» Instructions to follow: Quote the whole listing verbatim.

━━━ Information ━━━

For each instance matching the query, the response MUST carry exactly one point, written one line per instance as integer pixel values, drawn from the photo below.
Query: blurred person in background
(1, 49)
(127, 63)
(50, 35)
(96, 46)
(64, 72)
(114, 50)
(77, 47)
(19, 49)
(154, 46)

━━━

» Exercise solution:
For each instance matching the query, the response MUST carry exactly one point, written one line per instance as integer pixel values, drawn from the photo below.
Query: blurred person in background
(1, 49)
(127, 63)
(50, 35)
(96, 46)
(64, 72)
(114, 50)
(77, 47)
(19, 49)
(154, 46)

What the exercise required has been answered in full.